原文>

================

今天继续讲解异步并发执行中的Streams:
Two commands from different streams cannot run concurrently【同时地】 if any one of the following operations is issued in-between them by the host thread
【 两个不同流中的命令不能同时执行,如果host线程在这两个命令中间发布了下面任意操作】:
· a page-locked host memory allocation,【分配page-locked内存】
· a device memory allocation,【分配显存】
· a device memory set,【指普通的memset()函数的cuda版本: cudaMemset,一般用来初始化或者显存清零之类的用途】
· a memory copy between two addresses to the same device memory,【从两个其他地址到相同显存地址的复制操作】
· any CUDA command to the NULL stream,【任何对默认流发布的命令】
· a switch between the L1/shared memory configurations described in Compute Capability 3.x and Compute Capability 7.x.【这计算能力3.X和7.x上进行L1 / shared memory的大小切换配置】
For devices that support concurrent kernel execution【内核并发执行】 and are of compute capability 3.0 or lower, any operation that requires a dependency check to see if a streamed kernel launch is complete:
· Can start executing only when all thread blocks of all prior kernel launches from any stream in the CUDA context have started executing;
· Blocks all later kernel launches from any stream in the CUDA context until the kernel launch being checked is complete.
Operations that require a dependency check include any other commands within the same stream as the launch being checked and any call to cudaStreamQuery() on that stream. Therefore, applications should follow these guidelines to improve their potential for concurrent kernel execution:
· All independent operations should be issued before dependent operations,
· Synchronization of any kind should be delayed as long as possible.
The amount of execution overlap between two streams depends on the order in which the commands are issued to each stream and whether or not the device supports overlap of data transfer and kernel execution , concurrent kernel execution , and/or concurrent data transfers.

================

数据行>
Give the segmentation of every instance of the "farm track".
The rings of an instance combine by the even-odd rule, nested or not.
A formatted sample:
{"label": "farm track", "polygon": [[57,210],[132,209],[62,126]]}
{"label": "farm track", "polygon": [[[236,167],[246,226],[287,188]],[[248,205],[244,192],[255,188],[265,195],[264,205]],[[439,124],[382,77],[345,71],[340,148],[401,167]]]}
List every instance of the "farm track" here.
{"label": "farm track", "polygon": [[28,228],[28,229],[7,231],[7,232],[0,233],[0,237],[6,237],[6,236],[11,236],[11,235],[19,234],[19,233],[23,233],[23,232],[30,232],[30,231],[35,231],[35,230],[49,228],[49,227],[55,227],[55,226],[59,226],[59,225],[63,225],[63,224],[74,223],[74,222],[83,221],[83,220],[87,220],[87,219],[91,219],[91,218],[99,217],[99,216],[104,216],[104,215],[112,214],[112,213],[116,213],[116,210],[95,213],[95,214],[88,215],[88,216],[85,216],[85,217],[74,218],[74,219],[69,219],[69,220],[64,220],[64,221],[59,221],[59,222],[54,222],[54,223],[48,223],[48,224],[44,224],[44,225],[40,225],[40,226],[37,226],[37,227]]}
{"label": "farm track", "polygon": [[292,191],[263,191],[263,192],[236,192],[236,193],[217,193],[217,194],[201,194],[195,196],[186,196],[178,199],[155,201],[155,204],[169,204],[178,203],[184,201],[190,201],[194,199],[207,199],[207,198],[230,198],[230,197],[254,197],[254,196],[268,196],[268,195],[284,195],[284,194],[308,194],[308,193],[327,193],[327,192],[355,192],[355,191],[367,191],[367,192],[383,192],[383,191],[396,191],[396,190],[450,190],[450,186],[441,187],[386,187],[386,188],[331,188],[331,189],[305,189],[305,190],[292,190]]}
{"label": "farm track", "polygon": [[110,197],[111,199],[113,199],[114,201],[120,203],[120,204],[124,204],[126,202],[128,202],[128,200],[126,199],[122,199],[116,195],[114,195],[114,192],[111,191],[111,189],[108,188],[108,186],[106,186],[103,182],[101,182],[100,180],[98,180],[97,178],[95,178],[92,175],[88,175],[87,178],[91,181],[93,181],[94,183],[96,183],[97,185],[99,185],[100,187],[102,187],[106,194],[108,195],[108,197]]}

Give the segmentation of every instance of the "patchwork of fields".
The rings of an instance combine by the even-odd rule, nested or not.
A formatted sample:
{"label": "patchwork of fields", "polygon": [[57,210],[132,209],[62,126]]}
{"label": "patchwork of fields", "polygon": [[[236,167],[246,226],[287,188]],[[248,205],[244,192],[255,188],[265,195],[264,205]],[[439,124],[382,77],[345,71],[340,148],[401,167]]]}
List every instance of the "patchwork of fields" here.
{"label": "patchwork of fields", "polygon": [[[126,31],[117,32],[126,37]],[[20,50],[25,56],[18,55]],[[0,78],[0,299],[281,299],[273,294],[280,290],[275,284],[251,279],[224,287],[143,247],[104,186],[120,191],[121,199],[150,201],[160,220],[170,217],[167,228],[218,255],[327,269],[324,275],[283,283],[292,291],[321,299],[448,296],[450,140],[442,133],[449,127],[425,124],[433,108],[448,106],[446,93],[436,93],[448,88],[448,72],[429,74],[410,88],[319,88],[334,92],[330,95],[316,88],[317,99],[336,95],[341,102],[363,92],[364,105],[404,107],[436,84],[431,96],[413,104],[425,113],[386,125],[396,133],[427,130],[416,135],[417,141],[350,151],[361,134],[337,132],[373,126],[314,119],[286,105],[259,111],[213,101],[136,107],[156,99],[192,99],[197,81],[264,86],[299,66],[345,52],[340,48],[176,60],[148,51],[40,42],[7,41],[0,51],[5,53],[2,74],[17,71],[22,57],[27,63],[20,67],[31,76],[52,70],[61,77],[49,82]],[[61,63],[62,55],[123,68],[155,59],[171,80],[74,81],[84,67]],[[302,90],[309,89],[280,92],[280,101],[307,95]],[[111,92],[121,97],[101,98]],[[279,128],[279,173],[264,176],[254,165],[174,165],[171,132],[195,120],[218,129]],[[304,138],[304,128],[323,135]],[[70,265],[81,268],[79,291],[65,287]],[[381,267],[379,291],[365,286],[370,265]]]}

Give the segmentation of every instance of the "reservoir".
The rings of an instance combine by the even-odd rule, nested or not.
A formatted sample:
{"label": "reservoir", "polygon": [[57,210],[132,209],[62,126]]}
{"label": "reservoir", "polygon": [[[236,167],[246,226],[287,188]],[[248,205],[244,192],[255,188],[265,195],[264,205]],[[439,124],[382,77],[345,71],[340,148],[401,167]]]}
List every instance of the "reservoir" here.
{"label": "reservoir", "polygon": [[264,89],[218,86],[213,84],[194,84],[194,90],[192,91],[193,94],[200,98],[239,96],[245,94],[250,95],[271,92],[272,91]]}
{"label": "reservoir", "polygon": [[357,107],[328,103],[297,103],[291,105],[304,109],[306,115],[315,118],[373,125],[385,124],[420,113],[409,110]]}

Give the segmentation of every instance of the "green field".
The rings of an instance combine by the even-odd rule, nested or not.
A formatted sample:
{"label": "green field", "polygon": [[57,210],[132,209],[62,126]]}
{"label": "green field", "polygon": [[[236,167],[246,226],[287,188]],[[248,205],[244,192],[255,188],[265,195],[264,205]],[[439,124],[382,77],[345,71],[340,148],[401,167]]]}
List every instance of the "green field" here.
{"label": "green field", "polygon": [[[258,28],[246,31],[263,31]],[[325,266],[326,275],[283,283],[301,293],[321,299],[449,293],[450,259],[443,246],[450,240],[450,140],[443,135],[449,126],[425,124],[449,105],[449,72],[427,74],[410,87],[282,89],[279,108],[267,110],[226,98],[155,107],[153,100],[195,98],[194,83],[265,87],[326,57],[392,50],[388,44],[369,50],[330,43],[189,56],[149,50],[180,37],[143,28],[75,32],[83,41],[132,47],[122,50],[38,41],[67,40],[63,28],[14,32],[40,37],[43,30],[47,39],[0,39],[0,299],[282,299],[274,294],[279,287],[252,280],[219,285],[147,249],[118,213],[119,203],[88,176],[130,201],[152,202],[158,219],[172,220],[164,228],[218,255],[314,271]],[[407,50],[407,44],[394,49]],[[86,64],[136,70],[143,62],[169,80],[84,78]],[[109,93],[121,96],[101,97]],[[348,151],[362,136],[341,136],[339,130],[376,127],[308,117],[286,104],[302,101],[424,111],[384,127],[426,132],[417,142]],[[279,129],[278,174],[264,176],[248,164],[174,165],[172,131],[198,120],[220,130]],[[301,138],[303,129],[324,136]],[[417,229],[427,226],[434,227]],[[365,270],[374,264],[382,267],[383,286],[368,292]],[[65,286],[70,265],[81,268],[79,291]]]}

================

任务说明>
请根据原文回答下列问题,每题占一行:
(a) 原文的中文注释说 cudaMemset 一般用于什么用途?
(b) 原文所述的依赖检查限制适用于支持内核并发执行、且计算能力为多少或更低的设备?
(c) 为提高内核并发执行的潜力,原文给出了哪两条准则?
这些数据取自另一来源。

输出结果>
(a) 一般用来初始化或者显存清零之类的用途。
(b) 计算能力 3.0 或更低。
(c) 所有独立操作应在依赖操作之前发出;任何形式的同步都应尽可能推迟。